WHAT YOU ARE ASKED TO DO:
Convert all of the data below into a numbered list, omitting any blank lines and leaving the pictures out of the answer.

--- START MATERIAL FOR THE TASK ---

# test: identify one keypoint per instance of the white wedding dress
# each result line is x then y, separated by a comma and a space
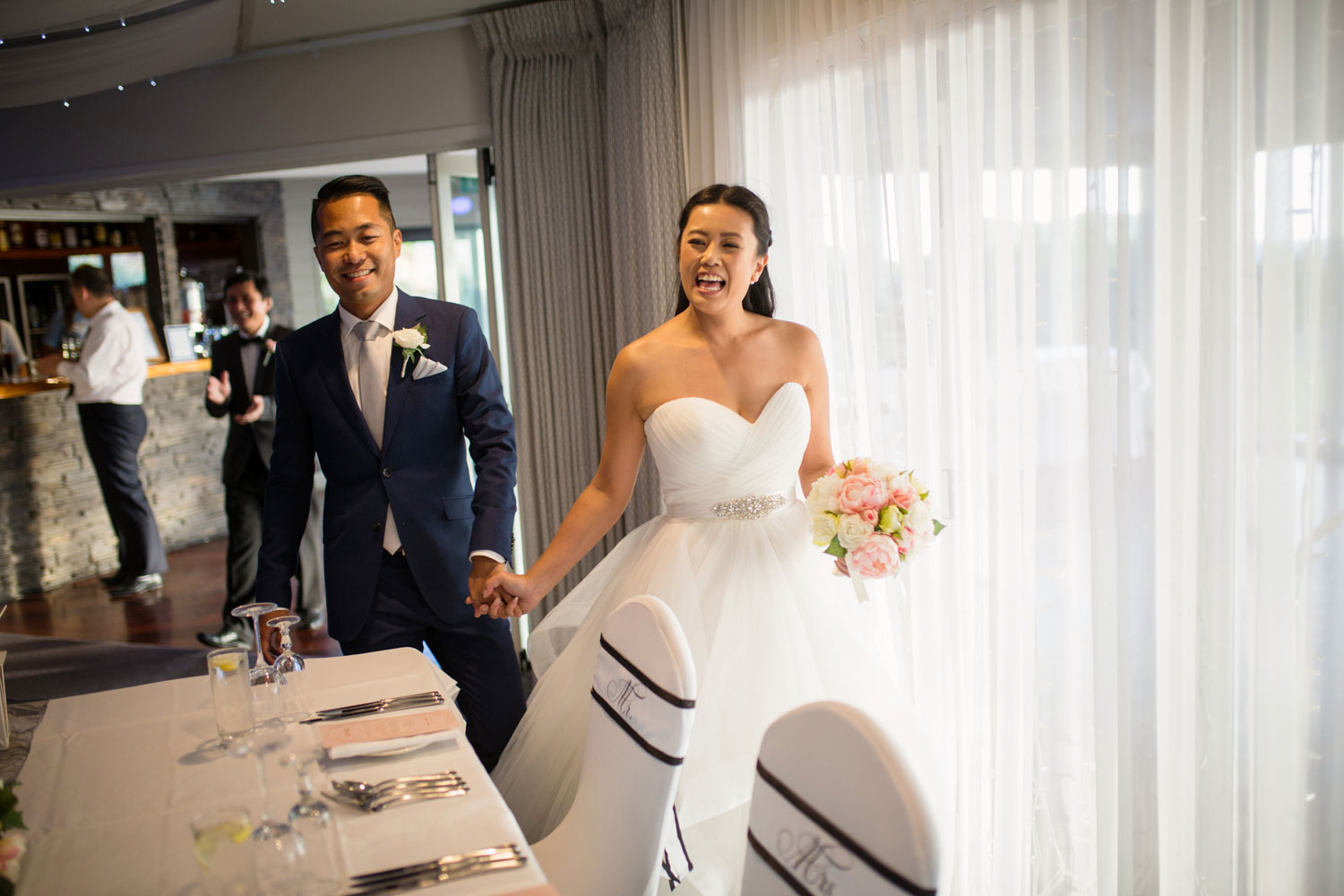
768, 622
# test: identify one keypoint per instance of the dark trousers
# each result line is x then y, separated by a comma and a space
113, 435
478, 653
242, 509
244, 501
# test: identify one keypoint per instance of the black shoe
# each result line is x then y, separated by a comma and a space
139, 584
312, 621
226, 637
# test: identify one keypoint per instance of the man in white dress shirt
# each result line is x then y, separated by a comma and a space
108, 384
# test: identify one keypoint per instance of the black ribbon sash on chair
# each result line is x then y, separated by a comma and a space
801, 853
623, 691
659, 727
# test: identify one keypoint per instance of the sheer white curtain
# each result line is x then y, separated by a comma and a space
1080, 263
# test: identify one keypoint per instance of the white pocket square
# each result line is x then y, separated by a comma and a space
426, 367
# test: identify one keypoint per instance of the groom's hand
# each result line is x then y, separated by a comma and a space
481, 571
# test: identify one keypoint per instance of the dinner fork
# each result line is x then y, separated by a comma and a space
508, 850
401, 794
438, 872
355, 707
365, 788
410, 702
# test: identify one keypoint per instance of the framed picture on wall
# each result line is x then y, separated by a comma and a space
180, 343
153, 349
40, 298
7, 304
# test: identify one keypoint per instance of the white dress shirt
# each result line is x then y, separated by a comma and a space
112, 360
252, 351
386, 319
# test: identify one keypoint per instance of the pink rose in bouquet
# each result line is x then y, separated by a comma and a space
871, 516
862, 492
875, 557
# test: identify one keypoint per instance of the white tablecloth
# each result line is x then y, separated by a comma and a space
113, 780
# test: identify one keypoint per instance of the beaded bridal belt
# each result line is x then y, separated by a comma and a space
749, 506
753, 506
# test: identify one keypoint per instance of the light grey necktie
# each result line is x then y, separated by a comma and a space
373, 394
373, 398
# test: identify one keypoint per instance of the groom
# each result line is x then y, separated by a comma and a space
405, 535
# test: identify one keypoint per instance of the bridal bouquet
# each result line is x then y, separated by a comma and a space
11, 840
873, 516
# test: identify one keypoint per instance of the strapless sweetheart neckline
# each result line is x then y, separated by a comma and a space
720, 405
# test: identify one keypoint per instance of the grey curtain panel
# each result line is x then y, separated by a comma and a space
588, 147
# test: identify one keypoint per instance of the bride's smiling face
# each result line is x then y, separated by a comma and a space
718, 257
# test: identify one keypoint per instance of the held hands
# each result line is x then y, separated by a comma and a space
505, 594
253, 413
484, 570
218, 389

--- END MATERIAL FOR THE TASK ---

COMPLETE RESPONSE:
1. # test: identify one keypoint per instance of the white wedding dress
2. # each result line is x then y, separated by a comma and a space
3. 768, 622
4. # test: identify one keypoint per instance of the dark trousers
5. # each result line is x then y, separated by a comma and a space
6. 113, 435
7. 478, 653
8. 242, 509
9. 244, 501
10. # test: identify one keypoint per instance of the black shoe
11. # each result line is x then y, separated by a comma and a space
12. 139, 584
13. 312, 621
14. 226, 637
15. # test: identify one keypoint per instance of the man in white dress shirt
16. # each result line is x then y, separated by a comma and a space
17. 108, 384
18. # test: identify one keypoint per instance of the black ribbon sash on chair
19. # each result line is x then y, separated by a comma and a space
20. 801, 853
21. 623, 691
22. 659, 727
23. # test: identify one keypoint per instance of the sheer white curtain
24. # each result line is x then y, separated by a comma and a space
25. 1080, 263
26. # test: identify one keypoint per instance of the white pocket square
27. # each result line is x then y, separated by a comma and a space
28. 426, 367
29. # test: identify one keypoint per instance of the groom's hand
30. # each result line is x then y, separated by a comma and a space
31. 481, 571
32. # test: identify one keypoint per instance of the dinner fork
33. # each result line is x then y, separated by a comma and a space
34. 508, 850
35. 401, 794
36. 438, 872
37. 355, 707
38. 365, 788
39. 410, 702
40. # test: identify one keypoint per instance of the framed picture on wall
41. # each result line is x then y, separated by a comma and a space
42. 180, 343
43. 153, 349
44. 40, 298
45. 7, 304
46. # test: identify one keypoint per instance of the white dress shirt
47. # each result line is x then y, separated by a comma and a space
48. 112, 360
49. 252, 351
50. 386, 319
51. # test: identify one keypoint per instance of the pink rose in bouquet
52. # each result line is x then y, separated by a comma and a space
53. 871, 516
54. 862, 492
55. 875, 557
56. # test: identify one keypoint per instance of the white tablecloth
57. # each result line is x then y, separated by a comma and a space
58. 113, 780
59. # test: identify one keypoint per instance of the beaded bridal belt
60. # each result line is x then y, separated by a comma and a space
61. 749, 506
62. 753, 506
63. # test: identify one keypoint per instance of the light grey necktie
64. # each result line is x then y, separated by a comma and a space
65. 373, 394
66. 373, 398
67. # test: identify one keypoint per instance of the groom
68. # each result line is x then y, separated by a comma and a space
69. 405, 535
70. # test: identify one keypoint per instance of the bridal bouquet
71. # each result line is x then y, separated by a comma and a space
72. 11, 840
73. 873, 516
74. # test: identify one keypoint per instance of the strapless sweetheart neckline
75. # each result line is x then y, separated by a comma and a space
76. 720, 405
77. # test: identify one keypoint per instance of the grey curtain panel
78. # each result line is x then y, separated by a comma and a space
79. 588, 147
80. # test: identify one keypoint per instance of the bride's smiling face
81. # each result line is x then y, separated by a comma and a space
82. 718, 257
83. # test: identify one keypoint per instance of the held hands
84. # each result line is x then y, separated by a comma and a space
85. 505, 594
86. 253, 413
87. 484, 570
88. 218, 389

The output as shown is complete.